● Task to carry out: Copy the material below word for word, changing nothing.

● Information supplied:

---*---

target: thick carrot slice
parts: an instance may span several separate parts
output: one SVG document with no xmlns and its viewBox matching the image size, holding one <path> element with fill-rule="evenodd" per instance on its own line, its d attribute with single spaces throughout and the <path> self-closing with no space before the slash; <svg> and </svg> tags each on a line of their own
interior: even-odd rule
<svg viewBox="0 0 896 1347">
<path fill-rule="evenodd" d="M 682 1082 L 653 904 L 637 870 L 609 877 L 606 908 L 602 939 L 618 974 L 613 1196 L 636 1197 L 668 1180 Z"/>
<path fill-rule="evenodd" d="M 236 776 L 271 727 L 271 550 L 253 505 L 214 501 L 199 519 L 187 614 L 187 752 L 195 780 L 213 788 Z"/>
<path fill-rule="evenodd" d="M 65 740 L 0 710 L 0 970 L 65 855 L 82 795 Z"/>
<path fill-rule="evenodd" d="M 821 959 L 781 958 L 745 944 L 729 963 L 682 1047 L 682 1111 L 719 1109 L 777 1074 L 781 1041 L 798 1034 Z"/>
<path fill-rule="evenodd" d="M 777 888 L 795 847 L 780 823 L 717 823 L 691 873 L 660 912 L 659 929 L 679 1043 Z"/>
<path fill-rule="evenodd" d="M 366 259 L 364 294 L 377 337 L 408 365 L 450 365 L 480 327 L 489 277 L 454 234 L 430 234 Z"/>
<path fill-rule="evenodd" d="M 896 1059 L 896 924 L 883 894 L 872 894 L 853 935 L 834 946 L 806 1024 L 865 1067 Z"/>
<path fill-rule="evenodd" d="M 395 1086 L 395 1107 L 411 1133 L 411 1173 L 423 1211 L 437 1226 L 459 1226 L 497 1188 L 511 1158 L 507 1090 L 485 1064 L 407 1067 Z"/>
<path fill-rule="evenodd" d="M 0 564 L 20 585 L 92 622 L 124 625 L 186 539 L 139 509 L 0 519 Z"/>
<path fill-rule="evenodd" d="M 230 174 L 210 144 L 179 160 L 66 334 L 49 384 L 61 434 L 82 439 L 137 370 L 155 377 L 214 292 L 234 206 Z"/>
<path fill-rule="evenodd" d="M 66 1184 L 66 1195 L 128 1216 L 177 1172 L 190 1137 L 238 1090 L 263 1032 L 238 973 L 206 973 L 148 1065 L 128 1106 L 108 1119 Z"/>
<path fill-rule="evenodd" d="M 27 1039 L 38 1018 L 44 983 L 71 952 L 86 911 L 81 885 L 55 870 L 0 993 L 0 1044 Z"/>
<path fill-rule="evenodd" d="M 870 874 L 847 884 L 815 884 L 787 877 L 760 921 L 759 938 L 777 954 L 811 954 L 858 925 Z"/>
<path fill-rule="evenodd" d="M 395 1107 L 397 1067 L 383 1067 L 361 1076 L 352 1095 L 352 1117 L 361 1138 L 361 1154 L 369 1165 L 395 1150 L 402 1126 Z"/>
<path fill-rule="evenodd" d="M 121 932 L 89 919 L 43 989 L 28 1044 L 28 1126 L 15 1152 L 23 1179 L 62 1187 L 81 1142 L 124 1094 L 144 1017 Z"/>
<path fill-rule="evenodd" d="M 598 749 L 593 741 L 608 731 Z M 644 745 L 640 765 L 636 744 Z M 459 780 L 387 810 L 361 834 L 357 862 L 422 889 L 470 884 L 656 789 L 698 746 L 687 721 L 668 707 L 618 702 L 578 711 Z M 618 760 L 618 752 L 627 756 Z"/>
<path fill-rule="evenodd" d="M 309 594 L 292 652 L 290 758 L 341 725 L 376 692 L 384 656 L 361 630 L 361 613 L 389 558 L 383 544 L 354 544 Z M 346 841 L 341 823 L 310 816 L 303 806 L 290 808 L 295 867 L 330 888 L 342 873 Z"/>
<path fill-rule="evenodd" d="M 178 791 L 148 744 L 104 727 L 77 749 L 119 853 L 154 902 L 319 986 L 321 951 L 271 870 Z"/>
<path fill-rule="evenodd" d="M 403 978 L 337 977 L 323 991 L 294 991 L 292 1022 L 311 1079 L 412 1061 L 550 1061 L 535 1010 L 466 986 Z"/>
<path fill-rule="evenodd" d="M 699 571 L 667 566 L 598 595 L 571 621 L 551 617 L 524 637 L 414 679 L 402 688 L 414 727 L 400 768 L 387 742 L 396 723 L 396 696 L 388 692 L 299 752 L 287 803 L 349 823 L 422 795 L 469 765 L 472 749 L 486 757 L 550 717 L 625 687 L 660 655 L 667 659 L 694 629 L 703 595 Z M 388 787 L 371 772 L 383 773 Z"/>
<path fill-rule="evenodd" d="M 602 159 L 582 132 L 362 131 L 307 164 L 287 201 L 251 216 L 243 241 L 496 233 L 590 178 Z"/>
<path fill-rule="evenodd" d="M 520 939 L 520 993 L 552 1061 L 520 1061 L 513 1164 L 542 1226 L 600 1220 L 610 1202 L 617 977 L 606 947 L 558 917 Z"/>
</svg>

---*---

● Solution below:
target: thick carrot slice
parts: an instance may span several separate parts
output: one SVG document with no xmlns and its viewBox matching the image size, holding one <path> element with fill-rule="evenodd" per instance on its own line, its d attribute with single spaces throughout and the <path> self-closing with no space before the slash; <svg> and </svg> tags each on a line of their own
interior: even-odd rule
<svg viewBox="0 0 896 1347">
<path fill-rule="evenodd" d="M 682 1082 L 653 904 L 637 870 L 609 877 L 606 908 L 602 939 L 618 974 L 613 1196 L 636 1197 L 668 1180 Z"/>
<path fill-rule="evenodd" d="M 236 776 L 271 727 L 271 550 L 253 505 L 214 501 L 199 519 L 187 614 L 187 752 L 195 780 L 213 788 Z"/>
<path fill-rule="evenodd" d="M 65 740 L 0 710 L 0 970 L 65 855 L 82 795 Z"/>
<path fill-rule="evenodd" d="M 821 959 L 781 958 L 745 944 L 729 963 L 682 1047 L 682 1111 L 719 1109 L 777 1074 L 781 1041 L 798 1034 Z"/>
<path fill-rule="evenodd" d="M 777 888 L 795 847 L 780 823 L 717 823 L 691 873 L 660 912 L 659 929 L 679 1043 Z"/>
<path fill-rule="evenodd" d="M 366 259 L 364 294 L 377 337 L 408 365 L 450 365 L 480 327 L 489 277 L 454 234 L 430 234 Z"/>
<path fill-rule="evenodd" d="M 896 1059 L 896 924 L 883 894 L 872 894 L 853 935 L 834 946 L 806 1024 L 865 1067 Z"/>
<path fill-rule="evenodd" d="M 395 1086 L 395 1107 L 411 1133 L 411 1173 L 423 1211 L 437 1226 L 459 1226 L 497 1188 L 511 1158 L 507 1090 L 485 1064 L 407 1067 Z"/>
<path fill-rule="evenodd" d="M 0 564 L 20 585 L 92 622 L 124 625 L 186 539 L 139 509 L 0 519 Z"/>
<path fill-rule="evenodd" d="M 230 174 L 210 144 L 179 160 L 66 334 L 49 384 L 61 434 L 82 439 L 137 370 L 155 377 L 214 292 L 234 206 Z"/>
<path fill-rule="evenodd" d="M 66 1184 L 66 1195 L 128 1216 L 177 1172 L 190 1137 L 238 1090 L 263 1032 L 238 973 L 206 973 L 148 1065 L 128 1106 L 108 1119 Z"/>
<path fill-rule="evenodd" d="M 27 1039 L 38 1018 L 44 983 L 71 952 L 86 911 L 81 885 L 55 870 L 0 993 L 0 1044 Z"/>
<path fill-rule="evenodd" d="M 870 874 L 847 884 L 815 884 L 787 877 L 760 921 L 759 938 L 777 954 L 811 954 L 858 925 Z"/>
<path fill-rule="evenodd" d="M 395 1107 L 397 1067 L 383 1067 L 361 1076 L 352 1095 L 352 1117 L 361 1138 L 361 1154 L 369 1165 L 395 1150 L 402 1126 Z"/>
<path fill-rule="evenodd" d="M 121 932 L 89 919 L 43 989 L 28 1044 L 28 1126 L 15 1152 L 23 1179 L 62 1187 L 81 1142 L 124 1094 L 144 1017 Z"/>
<path fill-rule="evenodd" d="M 598 749 L 593 741 L 608 731 Z M 644 745 L 640 765 L 636 744 Z M 459 780 L 387 810 L 361 834 L 357 862 L 422 889 L 470 884 L 656 789 L 698 746 L 687 721 L 668 707 L 618 702 L 578 711 Z M 618 760 L 618 752 L 627 756 Z"/>
<path fill-rule="evenodd" d="M 309 594 L 292 652 L 290 758 L 341 725 L 376 692 L 384 656 L 361 630 L 361 613 L 389 558 L 383 544 L 354 544 Z M 346 841 L 341 823 L 310 816 L 303 806 L 290 808 L 295 867 L 330 888 L 342 873 Z"/>
<path fill-rule="evenodd" d="M 178 791 L 148 744 L 104 727 L 77 749 L 119 853 L 154 902 L 319 986 L 321 951 L 271 870 Z"/>
<path fill-rule="evenodd" d="M 403 978 L 337 977 L 323 991 L 294 991 L 292 1022 L 311 1079 L 412 1061 L 550 1061 L 535 1010 L 466 986 Z"/>
<path fill-rule="evenodd" d="M 699 571 L 667 566 L 598 595 L 571 621 L 551 617 L 524 637 L 414 679 L 402 688 L 414 727 L 400 768 L 387 742 L 396 723 L 396 696 L 388 692 L 299 752 L 287 803 L 349 823 L 422 795 L 469 765 L 472 749 L 486 757 L 550 717 L 625 687 L 660 655 L 667 659 L 694 629 L 703 595 Z M 388 787 L 371 772 L 383 773 Z"/>
<path fill-rule="evenodd" d="M 602 159 L 582 132 L 362 131 L 307 164 L 287 201 L 251 216 L 243 241 L 496 233 L 590 178 Z"/>
<path fill-rule="evenodd" d="M 520 939 L 520 993 L 552 1061 L 520 1061 L 513 1164 L 542 1226 L 600 1220 L 610 1202 L 617 977 L 606 947 L 558 917 Z"/>
</svg>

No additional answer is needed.